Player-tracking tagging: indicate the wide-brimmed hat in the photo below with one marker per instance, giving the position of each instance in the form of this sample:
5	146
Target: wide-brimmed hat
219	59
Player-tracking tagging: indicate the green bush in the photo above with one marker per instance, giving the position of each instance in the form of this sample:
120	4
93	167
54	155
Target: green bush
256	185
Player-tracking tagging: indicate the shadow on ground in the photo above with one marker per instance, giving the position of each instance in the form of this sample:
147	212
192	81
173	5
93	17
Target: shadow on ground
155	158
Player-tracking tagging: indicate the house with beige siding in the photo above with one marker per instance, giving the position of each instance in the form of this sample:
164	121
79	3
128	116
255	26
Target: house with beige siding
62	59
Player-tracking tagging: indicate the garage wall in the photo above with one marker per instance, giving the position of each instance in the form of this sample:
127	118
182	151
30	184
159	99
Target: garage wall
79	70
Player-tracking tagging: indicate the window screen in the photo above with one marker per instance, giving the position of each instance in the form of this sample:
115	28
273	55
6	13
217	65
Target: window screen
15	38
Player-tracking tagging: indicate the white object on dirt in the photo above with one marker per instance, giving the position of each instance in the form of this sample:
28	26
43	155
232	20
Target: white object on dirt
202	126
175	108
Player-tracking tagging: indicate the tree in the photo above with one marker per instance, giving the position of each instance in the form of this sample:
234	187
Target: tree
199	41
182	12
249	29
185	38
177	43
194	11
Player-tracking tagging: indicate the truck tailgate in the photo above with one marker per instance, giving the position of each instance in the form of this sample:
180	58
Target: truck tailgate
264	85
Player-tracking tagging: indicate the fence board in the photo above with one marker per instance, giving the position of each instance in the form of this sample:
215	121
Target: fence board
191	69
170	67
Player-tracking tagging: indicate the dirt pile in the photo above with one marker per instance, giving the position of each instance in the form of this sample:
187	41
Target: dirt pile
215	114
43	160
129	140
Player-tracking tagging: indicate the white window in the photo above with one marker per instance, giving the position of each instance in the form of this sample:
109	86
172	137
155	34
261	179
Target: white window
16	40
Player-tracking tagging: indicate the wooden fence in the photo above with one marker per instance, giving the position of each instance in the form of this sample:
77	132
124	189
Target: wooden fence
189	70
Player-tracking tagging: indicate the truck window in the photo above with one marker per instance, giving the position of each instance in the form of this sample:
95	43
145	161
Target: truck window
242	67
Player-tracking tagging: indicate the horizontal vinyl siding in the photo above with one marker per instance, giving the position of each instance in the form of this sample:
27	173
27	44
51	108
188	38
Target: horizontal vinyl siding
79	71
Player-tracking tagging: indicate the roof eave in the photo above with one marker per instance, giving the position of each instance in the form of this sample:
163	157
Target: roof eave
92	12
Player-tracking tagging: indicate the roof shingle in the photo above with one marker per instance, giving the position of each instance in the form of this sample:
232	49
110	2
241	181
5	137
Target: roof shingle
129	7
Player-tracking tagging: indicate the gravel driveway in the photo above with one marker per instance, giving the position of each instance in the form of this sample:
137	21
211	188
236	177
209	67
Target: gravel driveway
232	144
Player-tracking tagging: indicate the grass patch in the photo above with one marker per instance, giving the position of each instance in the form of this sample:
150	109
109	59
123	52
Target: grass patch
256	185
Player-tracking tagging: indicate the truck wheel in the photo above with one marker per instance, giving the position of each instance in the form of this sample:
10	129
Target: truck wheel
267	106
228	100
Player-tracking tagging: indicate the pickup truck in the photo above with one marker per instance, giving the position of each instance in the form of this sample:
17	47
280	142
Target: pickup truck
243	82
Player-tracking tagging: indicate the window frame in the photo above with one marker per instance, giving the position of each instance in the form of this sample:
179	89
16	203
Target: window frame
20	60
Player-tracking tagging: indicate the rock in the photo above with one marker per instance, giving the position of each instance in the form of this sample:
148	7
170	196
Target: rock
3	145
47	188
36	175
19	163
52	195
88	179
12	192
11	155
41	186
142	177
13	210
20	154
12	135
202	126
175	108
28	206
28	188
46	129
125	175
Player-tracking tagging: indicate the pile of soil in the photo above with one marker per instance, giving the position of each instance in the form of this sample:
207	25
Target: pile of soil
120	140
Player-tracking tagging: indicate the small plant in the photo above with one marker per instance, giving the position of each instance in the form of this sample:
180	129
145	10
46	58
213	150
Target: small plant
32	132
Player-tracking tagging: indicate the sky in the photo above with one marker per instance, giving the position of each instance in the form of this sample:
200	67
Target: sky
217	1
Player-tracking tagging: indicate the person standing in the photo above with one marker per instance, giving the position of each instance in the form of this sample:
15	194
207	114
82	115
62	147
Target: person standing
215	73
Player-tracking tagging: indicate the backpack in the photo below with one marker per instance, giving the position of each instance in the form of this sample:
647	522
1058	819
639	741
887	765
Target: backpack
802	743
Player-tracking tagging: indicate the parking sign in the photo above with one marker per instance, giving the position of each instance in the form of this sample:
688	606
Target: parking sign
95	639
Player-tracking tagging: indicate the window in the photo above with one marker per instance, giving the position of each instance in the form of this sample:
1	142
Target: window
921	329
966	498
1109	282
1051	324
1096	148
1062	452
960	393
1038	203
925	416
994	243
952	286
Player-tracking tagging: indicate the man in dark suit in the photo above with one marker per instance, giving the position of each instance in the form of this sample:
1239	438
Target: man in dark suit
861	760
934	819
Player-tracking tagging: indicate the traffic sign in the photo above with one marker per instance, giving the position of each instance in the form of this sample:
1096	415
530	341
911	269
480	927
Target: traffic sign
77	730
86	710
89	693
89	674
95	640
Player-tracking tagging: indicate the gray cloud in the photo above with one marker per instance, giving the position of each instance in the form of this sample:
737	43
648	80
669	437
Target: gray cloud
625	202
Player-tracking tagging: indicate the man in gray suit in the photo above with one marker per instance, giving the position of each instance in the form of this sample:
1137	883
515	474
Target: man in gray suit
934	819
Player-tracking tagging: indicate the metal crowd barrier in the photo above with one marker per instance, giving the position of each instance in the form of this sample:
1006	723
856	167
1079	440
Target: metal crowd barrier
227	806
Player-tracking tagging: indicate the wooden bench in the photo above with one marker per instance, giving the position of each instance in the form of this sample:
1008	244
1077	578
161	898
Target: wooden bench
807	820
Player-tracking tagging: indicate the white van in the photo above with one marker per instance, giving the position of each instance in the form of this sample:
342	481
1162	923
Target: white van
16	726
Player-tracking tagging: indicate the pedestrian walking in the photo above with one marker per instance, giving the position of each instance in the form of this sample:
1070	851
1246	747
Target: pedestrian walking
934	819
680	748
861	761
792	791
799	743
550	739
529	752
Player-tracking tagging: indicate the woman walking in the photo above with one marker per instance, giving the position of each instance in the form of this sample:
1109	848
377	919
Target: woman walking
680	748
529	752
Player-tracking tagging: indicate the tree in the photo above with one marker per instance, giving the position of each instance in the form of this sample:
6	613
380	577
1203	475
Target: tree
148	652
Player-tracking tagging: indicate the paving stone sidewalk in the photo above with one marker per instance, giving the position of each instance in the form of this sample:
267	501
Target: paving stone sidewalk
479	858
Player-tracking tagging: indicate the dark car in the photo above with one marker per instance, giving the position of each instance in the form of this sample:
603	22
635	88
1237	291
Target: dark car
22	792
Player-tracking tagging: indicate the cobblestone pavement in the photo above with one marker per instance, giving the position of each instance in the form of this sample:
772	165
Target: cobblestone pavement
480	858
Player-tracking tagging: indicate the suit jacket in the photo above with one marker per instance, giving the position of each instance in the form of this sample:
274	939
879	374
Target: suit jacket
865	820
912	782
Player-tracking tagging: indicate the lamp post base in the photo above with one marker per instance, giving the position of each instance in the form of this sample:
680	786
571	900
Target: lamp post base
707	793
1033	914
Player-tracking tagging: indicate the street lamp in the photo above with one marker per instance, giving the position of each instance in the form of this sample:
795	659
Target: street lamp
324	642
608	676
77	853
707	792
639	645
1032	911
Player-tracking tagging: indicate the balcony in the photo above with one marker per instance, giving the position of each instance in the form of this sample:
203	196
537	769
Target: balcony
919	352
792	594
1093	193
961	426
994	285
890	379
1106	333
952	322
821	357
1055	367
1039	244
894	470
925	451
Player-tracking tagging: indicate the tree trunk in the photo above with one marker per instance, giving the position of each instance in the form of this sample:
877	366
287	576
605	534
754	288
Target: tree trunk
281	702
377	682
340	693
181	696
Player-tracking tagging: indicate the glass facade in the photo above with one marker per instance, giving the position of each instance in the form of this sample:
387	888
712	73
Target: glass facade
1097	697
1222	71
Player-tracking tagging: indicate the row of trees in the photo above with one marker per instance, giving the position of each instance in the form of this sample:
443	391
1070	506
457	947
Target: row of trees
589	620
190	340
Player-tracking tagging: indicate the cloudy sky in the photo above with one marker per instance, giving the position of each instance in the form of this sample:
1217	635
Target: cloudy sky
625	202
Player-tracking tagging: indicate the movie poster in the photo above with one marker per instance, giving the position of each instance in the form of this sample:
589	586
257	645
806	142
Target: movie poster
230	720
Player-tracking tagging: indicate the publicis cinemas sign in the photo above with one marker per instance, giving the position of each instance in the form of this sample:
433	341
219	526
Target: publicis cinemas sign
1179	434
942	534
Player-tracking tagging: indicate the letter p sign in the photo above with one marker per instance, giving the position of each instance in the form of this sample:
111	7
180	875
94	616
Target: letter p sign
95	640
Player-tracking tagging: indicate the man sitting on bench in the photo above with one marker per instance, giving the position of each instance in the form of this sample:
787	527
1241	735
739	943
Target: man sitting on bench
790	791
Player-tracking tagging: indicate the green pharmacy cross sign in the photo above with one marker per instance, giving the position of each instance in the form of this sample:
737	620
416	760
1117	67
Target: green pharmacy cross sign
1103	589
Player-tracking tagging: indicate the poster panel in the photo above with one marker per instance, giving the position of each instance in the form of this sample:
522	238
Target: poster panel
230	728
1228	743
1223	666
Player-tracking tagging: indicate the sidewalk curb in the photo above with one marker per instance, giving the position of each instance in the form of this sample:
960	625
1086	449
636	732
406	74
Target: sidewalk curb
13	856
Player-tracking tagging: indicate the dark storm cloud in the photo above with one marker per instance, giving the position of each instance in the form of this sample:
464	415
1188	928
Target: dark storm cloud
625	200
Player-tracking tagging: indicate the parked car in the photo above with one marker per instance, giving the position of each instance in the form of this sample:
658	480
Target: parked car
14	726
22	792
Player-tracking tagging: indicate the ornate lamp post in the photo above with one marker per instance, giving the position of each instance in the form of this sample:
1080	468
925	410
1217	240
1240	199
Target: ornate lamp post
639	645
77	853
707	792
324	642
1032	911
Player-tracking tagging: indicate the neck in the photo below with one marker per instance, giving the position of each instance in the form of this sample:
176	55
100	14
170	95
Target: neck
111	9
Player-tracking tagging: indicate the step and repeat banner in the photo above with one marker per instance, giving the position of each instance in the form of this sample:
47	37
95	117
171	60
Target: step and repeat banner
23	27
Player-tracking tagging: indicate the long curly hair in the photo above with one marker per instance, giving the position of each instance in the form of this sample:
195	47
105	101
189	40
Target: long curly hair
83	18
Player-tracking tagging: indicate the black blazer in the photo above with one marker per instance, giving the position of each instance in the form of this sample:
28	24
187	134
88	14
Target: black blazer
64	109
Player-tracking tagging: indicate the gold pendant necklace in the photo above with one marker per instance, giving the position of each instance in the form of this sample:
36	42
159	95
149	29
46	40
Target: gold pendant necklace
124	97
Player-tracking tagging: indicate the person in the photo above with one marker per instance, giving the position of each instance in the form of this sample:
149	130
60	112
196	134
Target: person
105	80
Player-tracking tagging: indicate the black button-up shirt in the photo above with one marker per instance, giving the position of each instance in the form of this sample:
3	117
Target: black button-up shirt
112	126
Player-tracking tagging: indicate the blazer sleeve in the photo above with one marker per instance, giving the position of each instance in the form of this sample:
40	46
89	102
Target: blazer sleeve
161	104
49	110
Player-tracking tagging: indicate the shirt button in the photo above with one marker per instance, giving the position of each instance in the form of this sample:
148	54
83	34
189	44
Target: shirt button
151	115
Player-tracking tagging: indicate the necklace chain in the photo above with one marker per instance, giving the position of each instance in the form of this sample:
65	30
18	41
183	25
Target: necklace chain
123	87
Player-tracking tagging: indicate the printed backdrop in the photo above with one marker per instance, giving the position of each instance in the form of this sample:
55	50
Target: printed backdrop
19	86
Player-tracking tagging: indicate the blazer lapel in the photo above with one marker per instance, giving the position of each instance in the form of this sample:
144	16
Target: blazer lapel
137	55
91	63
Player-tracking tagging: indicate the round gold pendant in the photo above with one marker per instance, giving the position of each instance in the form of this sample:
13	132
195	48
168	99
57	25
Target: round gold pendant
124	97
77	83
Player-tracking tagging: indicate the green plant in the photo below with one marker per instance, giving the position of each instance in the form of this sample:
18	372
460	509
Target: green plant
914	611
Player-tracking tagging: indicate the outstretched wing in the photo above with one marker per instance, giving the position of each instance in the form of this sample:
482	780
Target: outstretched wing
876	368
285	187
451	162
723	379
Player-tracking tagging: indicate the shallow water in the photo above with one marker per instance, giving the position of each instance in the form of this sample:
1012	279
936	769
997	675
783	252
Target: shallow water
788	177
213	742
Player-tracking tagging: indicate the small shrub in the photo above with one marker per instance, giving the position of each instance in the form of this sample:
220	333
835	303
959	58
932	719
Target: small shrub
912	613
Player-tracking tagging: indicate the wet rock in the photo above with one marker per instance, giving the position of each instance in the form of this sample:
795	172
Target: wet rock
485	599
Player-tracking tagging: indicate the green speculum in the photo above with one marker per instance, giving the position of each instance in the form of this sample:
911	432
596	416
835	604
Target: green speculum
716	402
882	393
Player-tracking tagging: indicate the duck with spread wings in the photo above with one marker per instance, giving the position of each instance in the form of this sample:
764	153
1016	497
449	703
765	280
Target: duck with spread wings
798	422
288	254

:: Exercise ::
Gather each line from the entries above that includes the word "below".

:: Solution to this problem ::
Player-tracking tagging: indicate the wide-brimmed hat in the photo below with one marker per instance, giving the position of each instance in the form of this sample:
Player-tracking tagging: indicate the backpack in the photo below with one marker per instance, giving the position of each instance in the form of this sample:
Player-tracking tagging: indicate the neck in the photo below with one marker per instance, giving the position of each instance in the form of this sample:
Player-tracking tagging: indicate the green plant in the photo below with one marker per instance, giving the position of each instance in the form of this sample:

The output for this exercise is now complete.